Wednesday, September 06, 2017

Toppermost Of The Poppermost

Over Labor Day weekend, the Beatles channel on Sirius Radio counted down the band's top 100 based on votes from fans.  Here it is, all bunched up so it doesn't take up too much space.

1. A Day In The Life 2. In My Life 3. Hey Jude 4. Abbey Road Medley 5. While My Guitar Gently Weeps 6. Here Comes The Sun 7. Strawberry Fields Forever 8. Something 9. Let It Be 10. Yesterday 11. Eleanor Rigby 12. Blackbird 13. Hey Bulldog 14. I Am The Walrus 15. Norwegian Wood 16. Across The Universe 17. Here, There And Everywhere 18. Penny Lane 19. Dear Prudence 20. Sgt. Pepper's... 21. I Saw Her Standing There 22. Help! 23. Tomorrow Never Knows 24. Nowhere Man 25. All You Need Is Love 26. Revolution 27. Don't Let Me Down 28. If I Fell 29. The Long And Winding Road 30. A Hard Day's Night 31. Rain 32. All My Loving 33. Come Together 34. For No One 35. Get Back 36. You've Got To Hide Your Love Away 37. Ticket To Ride 38. I Want To Hold Your Hand 39. And Your Bird Can Sing 40. And I Love Her 41. Day Tripper 42. I've Just Seen A Face 43. Paperback Writer 44. Oh! Darling 45. She Loves You 46. Lucy In The Sky With Diamonds 47. Two Of Us 48. Eight Days A Week 49. Twist and Shout 50. Helter Skelter 51. We Can Work It Out 52. I Feel Fine 53. I Want You (She's So Heavy) 54. This Boy 55. Back in the USSR 56. Hello, Goodbye 57. Things We Said Today 58. I Will 59. You're Going to Lose That Girl 60. When I'm Sixty-Four 61. The Night Before 62. The Fool on the Hill 63. I Should Have Known Better 64. You Never Give Me Your Money 65. Ob-La-Di, Ob-La-Da 66. Got to Get You Into My Life 67. Taxman 68. Within You Without You 69. Do You Want to Know a Secret 70. Can't Buy Me Love 71. Please Please Me 72. Michelle 73. Girl 74. Ballad of John and Yoko 75. Drive My Car 76. Lady Madonna 77. You Can't Do That 78. Yellow Submarine 79. Birthday 80. I'm Happy Just to Dance With You 81. Octopus's Garden 82. Good Day Sunshine 83. You Won't See Me 84. Anna (Go To Him) 85. Magical Mystery Tour 86. P.S. I Love You 87. I'm A Loser 88. From Me To You 89. Love Me Do 90. Happiness Is A Warm Gun 91. Please Mister Postman 92. She's A Woman 93. Roll Over Beethoven 94. You Really Got A Hold On Me 95. I Don't Want To Spoil The Party 96. She's Leaving Home 97. I'm Only Sleeping 98. Rock And Roll Music 99. Thank You Girl 100. Boys

A few comments.

As much as I disagree with it, it's a great list--it could hardly help but be one.

I wouldn't put "A Day In The Life" at #1, or "Hey Jude" at #3, but I get their high rankings.  But how did "In My Life" at #2 get so big?

Several covers, which makes sense.  The highest-ranked is "Twist And Shout" at #49.  Okay, but where's "Money"?

WHAT YOU NEED TO DO
a - In the post on the Sirius Beatles countdown, which cover song ranks highest, and at what position?
b - Write the next few paragraphs of the post on the fan-voted Beatles countdown, picking up after its last sentence.

DATA EXCERPTS
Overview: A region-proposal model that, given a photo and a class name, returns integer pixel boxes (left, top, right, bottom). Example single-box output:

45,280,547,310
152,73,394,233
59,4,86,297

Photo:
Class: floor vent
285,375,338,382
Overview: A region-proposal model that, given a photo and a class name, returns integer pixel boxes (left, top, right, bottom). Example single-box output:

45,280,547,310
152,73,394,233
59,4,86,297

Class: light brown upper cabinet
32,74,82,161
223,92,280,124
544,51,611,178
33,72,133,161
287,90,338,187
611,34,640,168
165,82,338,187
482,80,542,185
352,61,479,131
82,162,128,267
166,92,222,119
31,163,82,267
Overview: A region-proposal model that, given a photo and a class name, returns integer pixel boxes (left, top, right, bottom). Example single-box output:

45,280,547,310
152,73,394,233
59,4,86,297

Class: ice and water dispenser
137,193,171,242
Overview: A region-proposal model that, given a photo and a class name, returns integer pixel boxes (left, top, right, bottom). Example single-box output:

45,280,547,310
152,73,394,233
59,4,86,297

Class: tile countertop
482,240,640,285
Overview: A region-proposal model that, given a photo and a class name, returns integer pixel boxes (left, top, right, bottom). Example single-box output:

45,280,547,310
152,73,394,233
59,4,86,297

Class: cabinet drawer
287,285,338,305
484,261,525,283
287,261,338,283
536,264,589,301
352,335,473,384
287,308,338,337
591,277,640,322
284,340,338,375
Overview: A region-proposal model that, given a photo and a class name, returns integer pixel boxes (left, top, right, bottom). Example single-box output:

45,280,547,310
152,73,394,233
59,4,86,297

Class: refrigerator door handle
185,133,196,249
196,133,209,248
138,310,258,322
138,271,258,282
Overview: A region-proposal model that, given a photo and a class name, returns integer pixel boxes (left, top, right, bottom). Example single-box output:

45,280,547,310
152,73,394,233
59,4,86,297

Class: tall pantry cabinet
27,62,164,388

SOLVED TASKS
a - "Twist And Shout," at #49.

b -
Too much George. I can see "Here Comes To Sun" in the top ten, but the lugubrious "While My Guitar Gently Weeps" his top-ranked at #5?  And that crapfest "Within You Without You" at #68?

The Abbey Road medley is not a song (or a suite, for that matter), but it's being treated as such.  Fine, but all the better to ignore it, rather than put it at #4.

In fact, there's too much Abbey Road in general:

4. Abbey Road Medley 6. Here Comes The Sun 8. Something   33. Come Together   44. Oh! Darling 53. I Want You (She's So Heavy) 64. You Never Give Me Your Money 81. Octopus's Garden 

I think (not sure where the medley starts) the only songs they left out are "Maxwell's Silver Hammer," "Because" and "Her Majesty"--which I prefer over most of the songs that did make it.

For that matter, too much stuff from the later albums.

Magical Mystery Tour:

7. Strawberry Fields Forever 14. I Am The Walrus 18. Penny Lane 25. All You Need Is Love 56. Hello, Goodbye 62. The Fool on the Hill 85. Magical Mystery Tour 

The White Album:

5. While My Guitar Gently Weeps 12. Blackbird 19. Dear Prudence  26. Revolution (though presumably the single version) 50. Helter Skelter 55. Back in the USSR 58. I Will 65. Ob-La-Di, Ob-La-Da 79. Birthday 81. Octopus's Garden 90. Happiness Is A Warm Gun 

Let It Be:


9. Let It Be 16. Across The Universe 27. Don't Let Me Down 29. The Long And Winding Road 35. Get Back 47. Two Of Us 

Not that all these songs are bad.  It's just that so many could have been left off to allow earlier, better songs in their place.

Guess I should be happy they didn't include "Blue Jay Way" or "Why Don't We Do It In The Road?."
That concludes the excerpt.